____ Texte fourni
Interview de Claire Jussiau de Brest en Transition Citoyenne, "accepter de prendre les gens comme ils sont"
Brest en transition citoyenne est une vitrine des initiatives en transition au pays de Brest, voici une interview de Claire qui fait partie du groupe d’animation et qui nous parle de cette démarche, de son parcours, et de sa vision de la coopération où il ne faut pas tout attendre des autres, être au clair avec soi-même et où le don fait aussi du bien à soi…
Bonjour Claire est-ce que tu peux te présenter ?
Je m’appelle Claire Jussau, je fais partie d’un collectif sur la transition « Transition citoyenne en pays de Brest » et je suis assez impliquée dans le réseau associatif : l’ADESS, le pôle de développement de l’économie sociale et solidaire en pays de Brest, ou la monnaie complémentaire Héol. Dans ma vie professionnelle, je travaille sur la valorisation du patrimoine naturel et culturel essentiellement en Bretagne ; une activité qui est aujourd’hui hébergée dans une coopérative d’activités et d’emplois Chrysalideoù la coopération est au centre.
Si je te demandais quatre ou cinq mots clés pour te présenter quels seraient-ils ?
Je dirais collectif, citoyen, co-construction, projet et la confiance.
Qu’est-ce qui a fait pour toi, dans ta vie professionnelle ou personnelle que tu as fait le choix de la coopération ?
À l’école j’ai appris à coopérer parce que j’ai suivi à l’IUP de Besançon une formation universitaire pluridisciplinaire en aménagement du territoire où l’on travaillait en collectif, en groupe sur des ateliers professionnels avec des commanditaires. J’ai eu cette chance et je me suis rendu compte seulement après, que ce n’était pas le cas pour tout le monde. Pendant les les trois ans à l’IUP, je n’ai travaillé qu’en collectif, j’y ai eu une construction collective ; où c’était le groupe qui était noté dans l’évaluation. Dans le groupe il fallait apprendre à s’organise. Je me suis complètement retrouvée dans ce fonctionnement collectif où l’on travaillait sur des projets liés au territoire, où l’on comprenait que l’on est au service de quelque chose qui était plus grand que nous : le projet c’était quand même cela la finalité. Pour moi, cela été quelque chose que j’ai appris à université. Quand j’ai commencé ma vie professionnelle, J’ai découvert que le travail en collectif n’était pas une évidence pour tout le monde, alors que l’ayant largement pratiqué durant mes études, c’était simple. pour moi.
________
Énoncé de l'exercice 1: Recopiez tel quel le début des entrées, de la première ligne jusqu'à celle qui contient "116), (84, 33)]", cette dernière comprise.
____ Données fournies
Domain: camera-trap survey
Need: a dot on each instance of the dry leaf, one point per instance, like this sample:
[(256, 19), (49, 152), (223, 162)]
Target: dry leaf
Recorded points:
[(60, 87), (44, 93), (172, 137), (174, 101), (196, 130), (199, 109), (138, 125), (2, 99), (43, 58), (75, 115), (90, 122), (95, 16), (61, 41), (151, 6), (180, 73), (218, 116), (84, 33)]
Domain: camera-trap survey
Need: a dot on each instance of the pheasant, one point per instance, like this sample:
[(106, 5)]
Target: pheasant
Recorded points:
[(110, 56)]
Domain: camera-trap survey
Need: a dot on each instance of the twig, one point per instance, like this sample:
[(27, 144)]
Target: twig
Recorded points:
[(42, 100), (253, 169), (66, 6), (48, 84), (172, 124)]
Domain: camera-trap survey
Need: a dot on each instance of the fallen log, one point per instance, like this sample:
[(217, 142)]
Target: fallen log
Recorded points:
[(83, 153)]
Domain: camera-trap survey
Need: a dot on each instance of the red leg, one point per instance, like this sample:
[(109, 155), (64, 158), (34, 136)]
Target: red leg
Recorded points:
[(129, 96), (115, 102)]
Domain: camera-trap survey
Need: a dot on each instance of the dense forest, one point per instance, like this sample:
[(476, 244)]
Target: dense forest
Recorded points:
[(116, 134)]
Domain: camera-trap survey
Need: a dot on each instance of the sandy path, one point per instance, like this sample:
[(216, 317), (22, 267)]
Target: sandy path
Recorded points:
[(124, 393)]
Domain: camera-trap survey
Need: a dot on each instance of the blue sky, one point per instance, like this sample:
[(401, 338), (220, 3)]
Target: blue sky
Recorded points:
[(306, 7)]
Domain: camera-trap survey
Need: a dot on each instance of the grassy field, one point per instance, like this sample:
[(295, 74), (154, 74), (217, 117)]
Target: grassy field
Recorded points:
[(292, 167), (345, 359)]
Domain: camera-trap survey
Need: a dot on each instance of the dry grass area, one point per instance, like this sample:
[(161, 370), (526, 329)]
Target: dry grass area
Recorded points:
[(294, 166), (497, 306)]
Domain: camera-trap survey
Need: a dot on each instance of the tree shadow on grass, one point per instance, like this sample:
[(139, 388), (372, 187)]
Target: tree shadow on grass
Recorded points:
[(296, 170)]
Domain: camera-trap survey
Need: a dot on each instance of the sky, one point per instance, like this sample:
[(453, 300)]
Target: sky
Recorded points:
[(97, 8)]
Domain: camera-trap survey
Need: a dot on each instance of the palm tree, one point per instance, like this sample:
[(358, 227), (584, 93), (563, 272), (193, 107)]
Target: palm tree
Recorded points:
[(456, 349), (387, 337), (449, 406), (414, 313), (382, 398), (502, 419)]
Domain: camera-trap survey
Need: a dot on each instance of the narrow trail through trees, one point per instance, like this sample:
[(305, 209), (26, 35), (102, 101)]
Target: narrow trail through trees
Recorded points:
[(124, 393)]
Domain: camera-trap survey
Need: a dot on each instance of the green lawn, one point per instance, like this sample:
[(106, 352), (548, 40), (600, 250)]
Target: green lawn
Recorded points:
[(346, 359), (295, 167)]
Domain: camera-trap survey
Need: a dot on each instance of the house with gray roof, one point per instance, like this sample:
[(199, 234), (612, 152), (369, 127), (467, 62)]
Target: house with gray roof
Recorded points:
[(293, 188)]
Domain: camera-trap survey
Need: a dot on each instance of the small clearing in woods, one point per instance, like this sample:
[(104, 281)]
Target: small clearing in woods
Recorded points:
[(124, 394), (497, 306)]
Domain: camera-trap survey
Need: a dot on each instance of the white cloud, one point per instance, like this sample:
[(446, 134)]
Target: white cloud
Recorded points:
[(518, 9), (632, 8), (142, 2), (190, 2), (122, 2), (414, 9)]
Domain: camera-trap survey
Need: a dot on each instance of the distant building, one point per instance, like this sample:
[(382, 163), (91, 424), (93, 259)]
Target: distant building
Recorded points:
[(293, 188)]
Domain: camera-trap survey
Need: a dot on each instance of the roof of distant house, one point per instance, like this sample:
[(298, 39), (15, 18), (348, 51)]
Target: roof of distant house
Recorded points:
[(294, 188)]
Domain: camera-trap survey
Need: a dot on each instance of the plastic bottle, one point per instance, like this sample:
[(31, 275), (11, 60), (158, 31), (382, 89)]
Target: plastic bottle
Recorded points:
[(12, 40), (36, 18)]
________
Énoncé de l'exercice 2: Selon l'entretien, dans quel établissement Claire a-t-elle suivi sa formation universitaire en aménagement du territoire ?

Corrigé 1:
Domain: camera-trap survey
Need: a dot on each instance of the dry leaf, one point per instance, like this sample:
[(256, 19), (49, 152), (223, 162)]
Target: dry leaf
Recorded points:
[(60, 87), (44, 93), (172, 137), (174, 101), (196, 130), (199, 109), (138, 125), (2, 99), (43, 58), (75, 115), (90, 122), (95, 16), (61, 41), (151, 6), (180, 73), (218, 116), (84, 33)]

Corrigé 2: À l'IUP de Besançon.